**Requirement**
Look through the records below and state how many lines carry the string "kitchen", adding nothing.

Stored data entries
▬▬▬▬▬▬

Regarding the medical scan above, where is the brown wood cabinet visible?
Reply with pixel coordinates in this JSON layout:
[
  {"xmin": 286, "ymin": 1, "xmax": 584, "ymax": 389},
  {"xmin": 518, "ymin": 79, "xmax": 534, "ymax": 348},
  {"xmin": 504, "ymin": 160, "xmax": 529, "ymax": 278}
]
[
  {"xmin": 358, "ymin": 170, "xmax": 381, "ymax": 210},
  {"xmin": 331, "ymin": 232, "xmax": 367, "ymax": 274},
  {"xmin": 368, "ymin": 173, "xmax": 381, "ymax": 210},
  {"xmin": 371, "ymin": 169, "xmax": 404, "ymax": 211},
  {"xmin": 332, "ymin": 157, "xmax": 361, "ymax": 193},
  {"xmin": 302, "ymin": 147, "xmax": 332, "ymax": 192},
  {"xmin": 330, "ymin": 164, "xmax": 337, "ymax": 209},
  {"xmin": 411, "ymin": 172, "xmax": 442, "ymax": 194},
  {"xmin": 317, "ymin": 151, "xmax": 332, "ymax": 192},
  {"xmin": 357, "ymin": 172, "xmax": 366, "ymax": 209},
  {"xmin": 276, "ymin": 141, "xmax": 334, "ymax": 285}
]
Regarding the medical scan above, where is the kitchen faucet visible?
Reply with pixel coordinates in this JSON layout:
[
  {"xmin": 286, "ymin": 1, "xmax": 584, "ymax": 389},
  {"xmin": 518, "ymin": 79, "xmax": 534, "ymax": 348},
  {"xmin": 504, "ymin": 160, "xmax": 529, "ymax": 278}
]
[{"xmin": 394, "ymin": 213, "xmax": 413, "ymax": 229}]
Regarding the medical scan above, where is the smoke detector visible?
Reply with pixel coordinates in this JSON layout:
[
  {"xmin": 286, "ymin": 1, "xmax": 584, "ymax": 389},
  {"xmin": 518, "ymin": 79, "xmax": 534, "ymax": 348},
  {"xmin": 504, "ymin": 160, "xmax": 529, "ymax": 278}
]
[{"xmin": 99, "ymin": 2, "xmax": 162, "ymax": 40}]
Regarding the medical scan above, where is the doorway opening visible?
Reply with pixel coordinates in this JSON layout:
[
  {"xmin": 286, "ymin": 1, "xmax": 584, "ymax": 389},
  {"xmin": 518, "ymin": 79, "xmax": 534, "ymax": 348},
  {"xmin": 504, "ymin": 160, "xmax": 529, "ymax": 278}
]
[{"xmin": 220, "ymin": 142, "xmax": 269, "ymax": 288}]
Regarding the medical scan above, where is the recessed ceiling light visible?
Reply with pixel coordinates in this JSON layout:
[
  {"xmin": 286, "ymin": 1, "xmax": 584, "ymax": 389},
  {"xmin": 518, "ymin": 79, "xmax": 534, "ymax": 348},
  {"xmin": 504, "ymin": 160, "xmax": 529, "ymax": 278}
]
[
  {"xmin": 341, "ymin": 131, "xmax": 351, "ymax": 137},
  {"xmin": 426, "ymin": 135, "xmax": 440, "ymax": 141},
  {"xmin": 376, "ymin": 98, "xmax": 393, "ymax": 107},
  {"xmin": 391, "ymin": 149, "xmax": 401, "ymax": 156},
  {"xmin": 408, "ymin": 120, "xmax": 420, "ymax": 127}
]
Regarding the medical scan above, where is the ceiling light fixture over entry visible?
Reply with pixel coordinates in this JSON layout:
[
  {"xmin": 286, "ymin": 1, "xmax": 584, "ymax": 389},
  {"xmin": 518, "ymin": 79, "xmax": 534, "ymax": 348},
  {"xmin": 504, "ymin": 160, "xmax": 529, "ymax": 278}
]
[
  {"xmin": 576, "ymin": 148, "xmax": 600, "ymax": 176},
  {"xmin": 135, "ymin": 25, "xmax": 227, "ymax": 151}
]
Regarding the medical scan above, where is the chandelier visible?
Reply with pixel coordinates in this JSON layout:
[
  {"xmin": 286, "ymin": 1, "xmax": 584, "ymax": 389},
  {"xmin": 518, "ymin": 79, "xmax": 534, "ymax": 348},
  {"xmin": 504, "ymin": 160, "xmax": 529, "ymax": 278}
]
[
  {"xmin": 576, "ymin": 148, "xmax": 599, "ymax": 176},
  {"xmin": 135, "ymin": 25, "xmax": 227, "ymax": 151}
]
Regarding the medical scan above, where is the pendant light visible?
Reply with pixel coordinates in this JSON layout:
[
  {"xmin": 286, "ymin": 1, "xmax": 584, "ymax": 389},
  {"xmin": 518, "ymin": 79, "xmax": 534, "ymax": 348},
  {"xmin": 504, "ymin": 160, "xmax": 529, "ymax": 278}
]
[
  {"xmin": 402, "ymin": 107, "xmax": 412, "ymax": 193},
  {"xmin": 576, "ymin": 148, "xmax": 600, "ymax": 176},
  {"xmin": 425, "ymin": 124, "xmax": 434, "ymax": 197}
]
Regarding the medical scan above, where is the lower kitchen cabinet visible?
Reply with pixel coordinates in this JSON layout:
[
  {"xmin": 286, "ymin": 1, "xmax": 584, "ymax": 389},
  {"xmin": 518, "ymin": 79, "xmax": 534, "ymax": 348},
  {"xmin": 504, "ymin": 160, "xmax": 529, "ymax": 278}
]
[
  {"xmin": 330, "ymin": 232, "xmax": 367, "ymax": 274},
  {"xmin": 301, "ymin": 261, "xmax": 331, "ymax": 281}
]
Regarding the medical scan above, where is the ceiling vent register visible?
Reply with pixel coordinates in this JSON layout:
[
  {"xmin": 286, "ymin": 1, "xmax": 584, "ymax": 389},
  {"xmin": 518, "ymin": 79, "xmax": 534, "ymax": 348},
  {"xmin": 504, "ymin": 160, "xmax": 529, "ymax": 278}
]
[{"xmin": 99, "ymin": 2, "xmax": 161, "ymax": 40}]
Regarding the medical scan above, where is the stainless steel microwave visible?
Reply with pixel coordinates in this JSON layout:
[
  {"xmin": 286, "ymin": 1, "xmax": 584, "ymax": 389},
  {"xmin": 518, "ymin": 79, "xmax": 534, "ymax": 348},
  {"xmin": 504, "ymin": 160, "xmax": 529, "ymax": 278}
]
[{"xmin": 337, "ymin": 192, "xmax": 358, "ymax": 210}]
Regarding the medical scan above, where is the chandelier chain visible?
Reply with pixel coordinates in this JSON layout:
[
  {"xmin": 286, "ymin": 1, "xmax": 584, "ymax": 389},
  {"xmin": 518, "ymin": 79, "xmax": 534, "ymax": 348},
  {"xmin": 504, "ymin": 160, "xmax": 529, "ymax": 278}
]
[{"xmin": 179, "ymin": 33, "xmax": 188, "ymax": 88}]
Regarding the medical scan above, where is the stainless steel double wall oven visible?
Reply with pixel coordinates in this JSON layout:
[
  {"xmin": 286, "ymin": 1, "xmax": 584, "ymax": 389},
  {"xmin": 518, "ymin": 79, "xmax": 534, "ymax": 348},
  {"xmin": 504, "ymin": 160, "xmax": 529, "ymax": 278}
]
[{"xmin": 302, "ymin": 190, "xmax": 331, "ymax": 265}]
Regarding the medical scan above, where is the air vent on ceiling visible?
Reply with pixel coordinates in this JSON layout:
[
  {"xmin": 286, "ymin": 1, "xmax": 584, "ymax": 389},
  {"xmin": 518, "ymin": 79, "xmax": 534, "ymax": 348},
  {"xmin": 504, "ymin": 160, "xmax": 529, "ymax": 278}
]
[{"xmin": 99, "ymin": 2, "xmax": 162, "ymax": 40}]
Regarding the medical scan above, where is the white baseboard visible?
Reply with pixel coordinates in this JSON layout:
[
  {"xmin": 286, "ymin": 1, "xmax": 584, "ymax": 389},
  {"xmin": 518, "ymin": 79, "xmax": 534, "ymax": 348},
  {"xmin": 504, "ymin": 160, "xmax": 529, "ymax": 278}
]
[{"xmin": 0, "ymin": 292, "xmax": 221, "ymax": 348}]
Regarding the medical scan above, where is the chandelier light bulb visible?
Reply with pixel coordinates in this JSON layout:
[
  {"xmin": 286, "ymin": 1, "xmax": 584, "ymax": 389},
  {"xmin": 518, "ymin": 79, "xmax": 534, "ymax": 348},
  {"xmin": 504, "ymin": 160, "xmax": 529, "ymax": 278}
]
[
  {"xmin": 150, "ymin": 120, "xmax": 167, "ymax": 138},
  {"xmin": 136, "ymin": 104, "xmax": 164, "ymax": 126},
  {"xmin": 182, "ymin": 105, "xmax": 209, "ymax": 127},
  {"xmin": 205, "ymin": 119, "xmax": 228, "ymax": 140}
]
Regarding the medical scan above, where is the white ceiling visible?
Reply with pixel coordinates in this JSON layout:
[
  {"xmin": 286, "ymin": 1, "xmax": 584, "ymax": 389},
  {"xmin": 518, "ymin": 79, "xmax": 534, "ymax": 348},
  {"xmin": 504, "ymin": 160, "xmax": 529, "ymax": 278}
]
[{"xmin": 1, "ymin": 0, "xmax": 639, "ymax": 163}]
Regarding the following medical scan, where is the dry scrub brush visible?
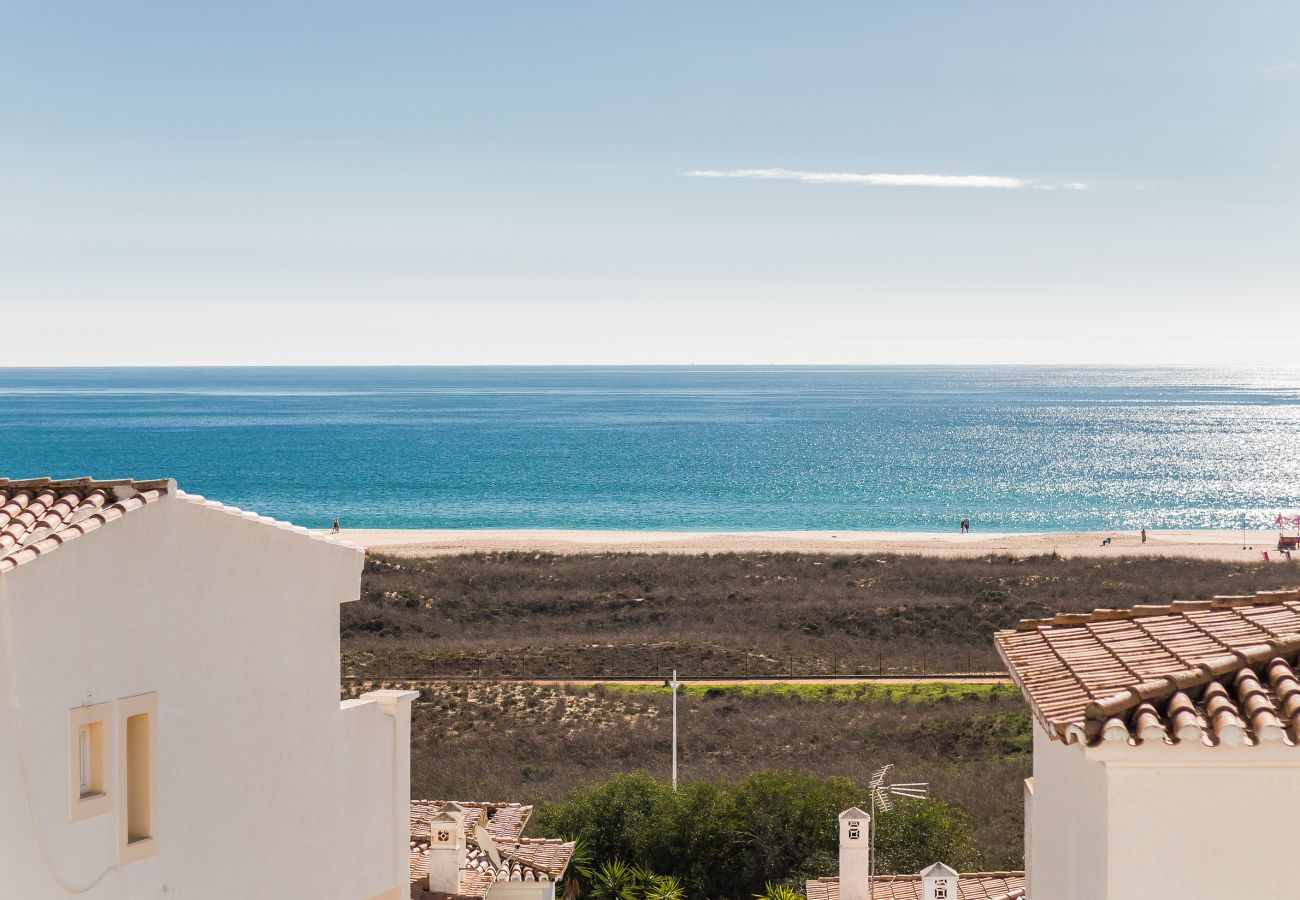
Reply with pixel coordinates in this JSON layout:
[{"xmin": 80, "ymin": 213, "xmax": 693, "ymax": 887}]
[
  {"xmin": 400, "ymin": 682, "xmax": 1029, "ymax": 869},
  {"xmin": 344, "ymin": 551, "xmax": 1298, "ymax": 676}
]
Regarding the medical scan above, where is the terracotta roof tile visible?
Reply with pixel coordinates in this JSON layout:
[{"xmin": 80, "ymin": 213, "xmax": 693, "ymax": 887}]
[
  {"xmin": 411, "ymin": 800, "xmax": 535, "ymax": 846},
  {"xmin": 0, "ymin": 476, "xmax": 172, "ymax": 573},
  {"xmin": 409, "ymin": 800, "xmax": 575, "ymax": 899},
  {"xmin": 806, "ymin": 873, "xmax": 1025, "ymax": 900},
  {"xmin": 0, "ymin": 477, "xmax": 363, "ymax": 576},
  {"xmin": 996, "ymin": 590, "xmax": 1300, "ymax": 744}
]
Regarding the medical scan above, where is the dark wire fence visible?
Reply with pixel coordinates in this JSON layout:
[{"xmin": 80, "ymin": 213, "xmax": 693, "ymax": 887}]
[{"xmin": 341, "ymin": 646, "xmax": 1008, "ymax": 683}]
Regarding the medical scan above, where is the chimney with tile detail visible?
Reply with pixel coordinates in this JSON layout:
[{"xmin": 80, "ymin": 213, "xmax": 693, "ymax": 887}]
[
  {"xmin": 920, "ymin": 862, "xmax": 959, "ymax": 900},
  {"xmin": 427, "ymin": 802, "xmax": 466, "ymax": 894},
  {"xmin": 838, "ymin": 807, "xmax": 870, "ymax": 900}
]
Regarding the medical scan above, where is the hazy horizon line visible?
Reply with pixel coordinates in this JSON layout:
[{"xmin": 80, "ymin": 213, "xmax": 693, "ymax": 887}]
[{"xmin": 0, "ymin": 362, "xmax": 1289, "ymax": 370}]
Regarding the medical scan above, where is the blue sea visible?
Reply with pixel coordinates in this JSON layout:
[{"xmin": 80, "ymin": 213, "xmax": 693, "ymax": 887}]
[{"xmin": 2, "ymin": 366, "xmax": 1298, "ymax": 532}]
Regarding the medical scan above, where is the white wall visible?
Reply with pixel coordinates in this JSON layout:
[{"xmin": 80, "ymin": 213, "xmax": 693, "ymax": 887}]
[
  {"xmin": 0, "ymin": 493, "xmax": 413, "ymax": 900},
  {"xmin": 1025, "ymin": 724, "xmax": 1108, "ymax": 900},
  {"xmin": 1101, "ymin": 746, "xmax": 1300, "ymax": 900},
  {"xmin": 340, "ymin": 690, "xmax": 417, "ymax": 900},
  {"xmin": 1028, "ymin": 720, "xmax": 1300, "ymax": 900}
]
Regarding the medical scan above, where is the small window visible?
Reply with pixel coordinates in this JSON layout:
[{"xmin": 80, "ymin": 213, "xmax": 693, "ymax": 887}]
[
  {"xmin": 69, "ymin": 703, "xmax": 111, "ymax": 822},
  {"xmin": 118, "ymin": 693, "xmax": 158, "ymax": 863},
  {"xmin": 935, "ymin": 885, "xmax": 949, "ymax": 900},
  {"xmin": 125, "ymin": 712, "xmax": 151, "ymax": 842},
  {"xmin": 78, "ymin": 727, "xmax": 90, "ymax": 794},
  {"xmin": 78, "ymin": 722, "xmax": 102, "ymax": 797}
]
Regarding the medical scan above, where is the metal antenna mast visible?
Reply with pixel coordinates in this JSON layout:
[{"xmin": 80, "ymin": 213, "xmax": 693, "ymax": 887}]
[{"xmin": 867, "ymin": 764, "xmax": 929, "ymax": 898}]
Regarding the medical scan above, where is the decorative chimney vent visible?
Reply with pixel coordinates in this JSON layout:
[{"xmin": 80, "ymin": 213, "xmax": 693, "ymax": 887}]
[
  {"xmin": 837, "ymin": 807, "xmax": 871, "ymax": 900},
  {"xmin": 920, "ymin": 862, "xmax": 959, "ymax": 900},
  {"xmin": 428, "ymin": 803, "xmax": 467, "ymax": 893}
]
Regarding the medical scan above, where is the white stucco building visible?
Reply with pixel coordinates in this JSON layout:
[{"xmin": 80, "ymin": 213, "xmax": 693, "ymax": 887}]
[
  {"xmin": 0, "ymin": 476, "xmax": 417, "ymax": 899},
  {"xmin": 997, "ymin": 589, "xmax": 1300, "ymax": 900}
]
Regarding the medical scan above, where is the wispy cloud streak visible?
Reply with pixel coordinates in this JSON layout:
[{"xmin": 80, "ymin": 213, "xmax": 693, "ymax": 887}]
[{"xmin": 684, "ymin": 168, "xmax": 1085, "ymax": 190}]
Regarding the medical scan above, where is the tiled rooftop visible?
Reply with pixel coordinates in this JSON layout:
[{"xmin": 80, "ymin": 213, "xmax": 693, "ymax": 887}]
[
  {"xmin": 0, "ymin": 477, "xmax": 172, "ymax": 573},
  {"xmin": 995, "ymin": 590, "xmax": 1300, "ymax": 745},
  {"xmin": 805, "ymin": 873, "xmax": 1026, "ymax": 900},
  {"xmin": 409, "ymin": 801, "xmax": 575, "ymax": 899},
  {"xmin": 0, "ymin": 475, "xmax": 363, "ymax": 576}
]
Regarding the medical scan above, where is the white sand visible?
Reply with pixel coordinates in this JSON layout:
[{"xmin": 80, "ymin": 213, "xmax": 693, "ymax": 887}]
[{"xmin": 333, "ymin": 528, "xmax": 1295, "ymax": 562}]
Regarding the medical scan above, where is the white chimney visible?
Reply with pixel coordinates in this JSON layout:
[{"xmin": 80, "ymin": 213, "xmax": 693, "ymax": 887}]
[
  {"xmin": 428, "ymin": 802, "xmax": 466, "ymax": 894},
  {"xmin": 919, "ymin": 862, "xmax": 959, "ymax": 900},
  {"xmin": 838, "ymin": 807, "xmax": 871, "ymax": 900}
]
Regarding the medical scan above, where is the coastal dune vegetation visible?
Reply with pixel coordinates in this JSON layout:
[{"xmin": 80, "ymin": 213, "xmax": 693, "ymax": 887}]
[
  {"xmin": 344, "ymin": 551, "xmax": 1300, "ymax": 678},
  {"xmin": 344, "ymin": 551, "xmax": 1300, "ymax": 880}
]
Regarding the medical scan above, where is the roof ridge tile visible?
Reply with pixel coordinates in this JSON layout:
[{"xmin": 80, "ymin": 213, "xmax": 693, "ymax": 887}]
[
  {"xmin": 997, "ymin": 589, "xmax": 1300, "ymax": 745},
  {"xmin": 1014, "ymin": 592, "xmax": 1300, "ymax": 632}
]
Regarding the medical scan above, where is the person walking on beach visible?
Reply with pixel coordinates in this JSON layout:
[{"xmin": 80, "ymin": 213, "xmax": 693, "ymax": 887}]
[
  {"xmin": 1141, "ymin": 528, "xmax": 1147, "ymax": 544},
  {"xmin": 331, "ymin": 517, "xmax": 340, "ymax": 534},
  {"xmin": 960, "ymin": 518, "xmax": 970, "ymax": 534}
]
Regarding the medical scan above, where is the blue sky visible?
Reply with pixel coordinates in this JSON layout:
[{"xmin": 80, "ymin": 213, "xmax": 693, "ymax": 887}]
[{"xmin": 2, "ymin": 2, "xmax": 1296, "ymax": 364}]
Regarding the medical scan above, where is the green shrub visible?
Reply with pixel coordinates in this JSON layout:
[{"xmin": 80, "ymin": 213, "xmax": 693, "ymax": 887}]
[
  {"xmin": 873, "ymin": 798, "xmax": 980, "ymax": 873},
  {"xmin": 644, "ymin": 875, "xmax": 685, "ymax": 900},
  {"xmin": 754, "ymin": 884, "xmax": 806, "ymax": 900},
  {"xmin": 590, "ymin": 860, "xmax": 639, "ymax": 900},
  {"xmin": 535, "ymin": 770, "xmax": 981, "ymax": 900}
]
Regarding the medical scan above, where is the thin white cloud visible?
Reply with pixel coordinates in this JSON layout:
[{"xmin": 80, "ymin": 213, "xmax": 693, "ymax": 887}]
[
  {"xmin": 685, "ymin": 167, "xmax": 1086, "ymax": 190},
  {"xmin": 1032, "ymin": 181, "xmax": 1088, "ymax": 192},
  {"xmin": 1262, "ymin": 61, "xmax": 1299, "ymax": 75}
]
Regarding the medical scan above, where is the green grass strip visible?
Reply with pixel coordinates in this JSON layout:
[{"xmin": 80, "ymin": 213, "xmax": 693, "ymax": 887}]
[{"xmin": 596, "ymin": 681, "xmax": 1018, "ymax": 703}]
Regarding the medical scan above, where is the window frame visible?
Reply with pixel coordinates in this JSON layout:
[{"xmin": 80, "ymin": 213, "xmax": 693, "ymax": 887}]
[
  {"xmin": 68, "ymin": 702, "xmax": 112, "ymax": 822},
  {"xmin": 117, "ymin": 692, "xmax": 159, "ymax": 864}
]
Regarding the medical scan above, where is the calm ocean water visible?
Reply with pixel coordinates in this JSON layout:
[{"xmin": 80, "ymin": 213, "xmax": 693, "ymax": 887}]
[{"xmin": 2, "ymin": 366, "xmax": 1298, "ymax": 531}]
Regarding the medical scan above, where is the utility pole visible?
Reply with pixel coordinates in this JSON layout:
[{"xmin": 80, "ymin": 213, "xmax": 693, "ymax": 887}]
[{"xmin": 668, "ymin": 669, "xmax": 681, "ymax": 789}]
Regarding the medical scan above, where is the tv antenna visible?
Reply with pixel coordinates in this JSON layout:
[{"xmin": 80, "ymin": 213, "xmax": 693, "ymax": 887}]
[{"xmin": 867, "ymin": 764, "xmax": 929, "ymax": 897}]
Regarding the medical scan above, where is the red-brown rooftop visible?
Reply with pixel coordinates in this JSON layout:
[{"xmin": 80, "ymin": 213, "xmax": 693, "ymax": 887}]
[
  {"xmin": 0, "ymin": 476, "xmax": 172, "ymax": 573},
  {"xmin": 409, "ymin": 800, "xmax": 575, "ymax": 900},
  {"xmin": 996, "ymin": 590, "xmax": 1300, "ymax": 746},
  {"xmin": 805, "ymin": 873, "xmax": 1025, "ymax": 900}
]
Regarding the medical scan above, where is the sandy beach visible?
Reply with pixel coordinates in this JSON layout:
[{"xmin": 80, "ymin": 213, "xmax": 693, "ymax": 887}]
[{"xmin": 335, "ymin": 528, "xmax": 1293, "ymax": 562}]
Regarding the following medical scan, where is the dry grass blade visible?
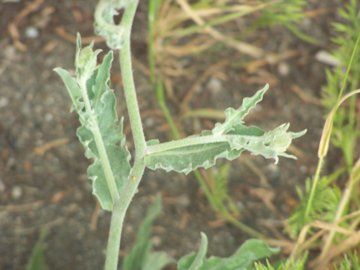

▬▬▬▬▬▬

**Response to this task**
2